__Aim__
All of the material below is to be restated word for word, apart from the pictures.

__Data section__
++++++
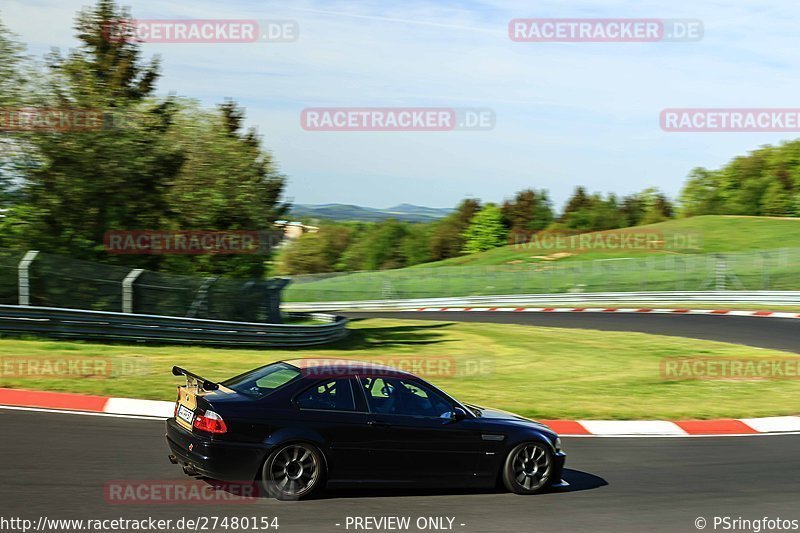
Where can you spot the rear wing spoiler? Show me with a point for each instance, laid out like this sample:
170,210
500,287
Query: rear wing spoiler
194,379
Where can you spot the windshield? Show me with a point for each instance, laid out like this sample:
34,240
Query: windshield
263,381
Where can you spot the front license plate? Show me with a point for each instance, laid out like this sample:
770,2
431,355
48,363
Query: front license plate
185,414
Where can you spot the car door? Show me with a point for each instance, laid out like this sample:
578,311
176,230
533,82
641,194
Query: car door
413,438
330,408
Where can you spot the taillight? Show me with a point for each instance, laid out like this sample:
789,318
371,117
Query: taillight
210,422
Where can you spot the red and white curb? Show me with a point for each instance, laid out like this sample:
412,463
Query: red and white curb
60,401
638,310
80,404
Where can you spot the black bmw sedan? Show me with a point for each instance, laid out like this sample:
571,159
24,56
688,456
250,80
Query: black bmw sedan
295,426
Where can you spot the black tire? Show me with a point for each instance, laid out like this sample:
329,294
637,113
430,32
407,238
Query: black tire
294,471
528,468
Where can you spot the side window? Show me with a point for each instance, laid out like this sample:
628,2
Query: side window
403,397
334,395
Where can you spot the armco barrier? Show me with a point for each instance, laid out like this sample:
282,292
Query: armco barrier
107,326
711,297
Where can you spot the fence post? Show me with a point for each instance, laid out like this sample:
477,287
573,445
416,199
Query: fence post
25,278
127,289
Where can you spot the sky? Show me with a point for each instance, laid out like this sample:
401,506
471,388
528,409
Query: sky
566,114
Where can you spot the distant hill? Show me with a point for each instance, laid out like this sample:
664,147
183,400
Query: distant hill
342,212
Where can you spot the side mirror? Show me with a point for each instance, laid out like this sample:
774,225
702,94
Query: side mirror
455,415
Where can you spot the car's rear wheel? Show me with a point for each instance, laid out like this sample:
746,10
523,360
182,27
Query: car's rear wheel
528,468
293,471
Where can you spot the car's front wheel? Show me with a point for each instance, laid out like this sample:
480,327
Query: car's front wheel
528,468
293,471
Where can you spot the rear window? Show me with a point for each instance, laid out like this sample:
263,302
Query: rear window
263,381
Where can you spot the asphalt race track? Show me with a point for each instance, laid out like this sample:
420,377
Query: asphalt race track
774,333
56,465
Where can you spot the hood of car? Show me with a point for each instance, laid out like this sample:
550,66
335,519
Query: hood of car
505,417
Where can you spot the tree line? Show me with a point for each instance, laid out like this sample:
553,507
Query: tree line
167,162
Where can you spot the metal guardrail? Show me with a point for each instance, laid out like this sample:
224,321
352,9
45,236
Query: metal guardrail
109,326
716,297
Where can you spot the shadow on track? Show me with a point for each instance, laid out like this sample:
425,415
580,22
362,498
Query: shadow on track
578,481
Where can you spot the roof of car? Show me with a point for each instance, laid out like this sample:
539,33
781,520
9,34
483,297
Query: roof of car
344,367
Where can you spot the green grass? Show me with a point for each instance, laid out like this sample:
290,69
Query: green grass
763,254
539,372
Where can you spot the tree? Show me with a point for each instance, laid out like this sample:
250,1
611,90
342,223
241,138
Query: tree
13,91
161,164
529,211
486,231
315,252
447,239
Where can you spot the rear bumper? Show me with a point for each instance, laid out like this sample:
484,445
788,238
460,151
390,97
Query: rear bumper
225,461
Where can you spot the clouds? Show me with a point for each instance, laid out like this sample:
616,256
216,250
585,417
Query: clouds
++++++
__Output for this exercise__
Where can you spot the rear wing spoiler? Show me with a point for each instance, laid out like this sample:
170,210
500,287
Query: rear wing spoiler
194,379
Where can you spot the windshield? Show me with a point for each instance, laid out like this sample:
34,240
Query: windshield
263,381
Where can you spot the front license plate? Show me with a point for each instance, laid out like this sample:
770,2
431,355
48,363
Query: front license plate
185,414
Where can you spot the car door? Show me with a point for each instance, laid out like this sample:
578,311
176,230
533,82
641,194
Query: car door
413,438
330,408
Where can you spot the taillight? Show me with a point for each instance, laid out like this sample:
789,318
371,117
Query: taillight
210,422
Where can you spot the red and white curb? Show me with a point for each instance, laid out like this sample:
412,463
Query: red and white curb
60,401
638,310
80,404
Where can you spot the black bmw sedan? Show me with a point for each instance, laid out like this sample:
571,159
24,56
688,456
250,80
Query: black bmw sedan
295,426
Where can you spot the black tire? Show me with a point for each instance, laid out like this sample:
329,294
637,113
430,32
407,238
Query: black tire
294,471
528,468
Where can you spot the side window? Show me with a point for each instance, laid out like this sample:
628,2
Query: side window
403,397
334,395
Where can you spot the armco barrier? Show me with a point for each instance, laid out like this sample:
282,292
Query: armco barrier
107,326
711,297
Where can you spot the fence post? Show me with a point for each instance, laid out like this sample:
477,287
573,445
416,199
Query: fence post
25,278
127,289
Where can you spot the sky? Show me with a point for each instance, laid out like this sample:
401,506
471,388
528,409
Query: sky
566,114
Where can you spot the distant hill? Show me with a point for each instance, laid out like this sample:
664,147
183,400
Query: distant hill
342,212
Where can you spot the side mirror? Show me with a point for each instance, laid out like this sample:
774,225
702,94
Query: side mirror
455,415
Where can you spot the car's rear wheel? Show me with a point for each instance, laid out like this sample:
746,10
523,360
182,27
Query: car's rear wheel
528,468
293,471
Where can you spot the car's front wheel? Show me with a point for each instance, laid out like this sample:
480,327
Query: car's front wheel
528,468
293,471
Where can you spot the rear window? Show me with a point for each instance, laid out like this sample:
263,302
Query: rear window
263,381
Where can you spot the asphalt race track? Show me with a point for each instance, laid out like this sample:
420,377
Query: asphalt race track
774,333
56,465
Where can you spot the hood of car? Show me with a point for each instance, laid out like this sample:
550,66
335,519
Query: hood of car
505,417
Where can you spot the tree line? Show me with a point for each instance, laid out like this sample:
553,507
Query: tree line
167,162
Where can you spot the metal guardrail? Show me with a point for each instance, laid out like this sample:
224,321
352,9
45,236
Query: metal guardrail
109,326
716,297
Where can you spot the shadow on track? Show me with a point for each instance, laid out like this sample:
425,415
580,22
362,498
Query: shadow on track
578,481
Where can you spot the roof of car? Show me with a point for each instance, laid out like this sample:
539,33
781,520
9,34
483,297
Query: roof of car
344,367
Where can you spot the green grass? Show me with a point for each instance, laid out like this sample:
290,69
Query: green grass
763,254
539,372
Where can you spot the tree? Show me with a point for each instance, laid out like this sample:
250,1
611,90
342,223
241,138
Query: tree
13,91
161,164
529,211
486,231
315,252
447,239
Where can you spot the rear bumper? Show me with a point for each instance, laid out like this sample:
484,445
788,238
460,151
390,97
Query: rear bumper
225,461
Where can you spot the clouds? Show me with a point for each instance, laid out like this sample:
616,256
216,250
585,417
Query: clouds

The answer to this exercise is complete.